Pick out every line of the recorded data below that contains the word "each", and copy those lines in full.

● Recorded data
* begin *

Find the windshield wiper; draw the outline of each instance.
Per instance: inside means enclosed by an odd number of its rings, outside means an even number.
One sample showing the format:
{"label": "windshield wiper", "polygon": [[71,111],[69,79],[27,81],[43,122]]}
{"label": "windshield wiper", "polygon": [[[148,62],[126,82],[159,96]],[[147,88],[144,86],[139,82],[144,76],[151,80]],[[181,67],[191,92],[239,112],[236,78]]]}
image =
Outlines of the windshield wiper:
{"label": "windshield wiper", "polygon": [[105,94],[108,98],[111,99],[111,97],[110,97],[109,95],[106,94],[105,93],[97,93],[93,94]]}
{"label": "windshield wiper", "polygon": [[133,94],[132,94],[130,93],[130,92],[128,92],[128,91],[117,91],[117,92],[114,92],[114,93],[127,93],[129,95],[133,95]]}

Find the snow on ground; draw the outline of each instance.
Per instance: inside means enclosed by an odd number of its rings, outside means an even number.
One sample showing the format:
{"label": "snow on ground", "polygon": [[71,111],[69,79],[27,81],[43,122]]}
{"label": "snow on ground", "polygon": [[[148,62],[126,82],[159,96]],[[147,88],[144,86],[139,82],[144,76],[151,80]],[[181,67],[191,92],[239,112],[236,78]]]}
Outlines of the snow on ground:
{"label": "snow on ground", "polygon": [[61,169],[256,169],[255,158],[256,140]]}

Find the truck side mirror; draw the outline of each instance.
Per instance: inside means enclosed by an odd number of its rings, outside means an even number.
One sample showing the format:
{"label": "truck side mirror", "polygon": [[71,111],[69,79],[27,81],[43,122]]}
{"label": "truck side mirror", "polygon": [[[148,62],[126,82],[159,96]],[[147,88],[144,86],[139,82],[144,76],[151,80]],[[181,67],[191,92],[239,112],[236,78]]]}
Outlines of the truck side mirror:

* end *

● RESPONSE
Find the windshield wiper; draw the outline of each instance.
Find the snow on ground; draw the outline of each instance.
Find the truck side mirror; draw the outline of each instance.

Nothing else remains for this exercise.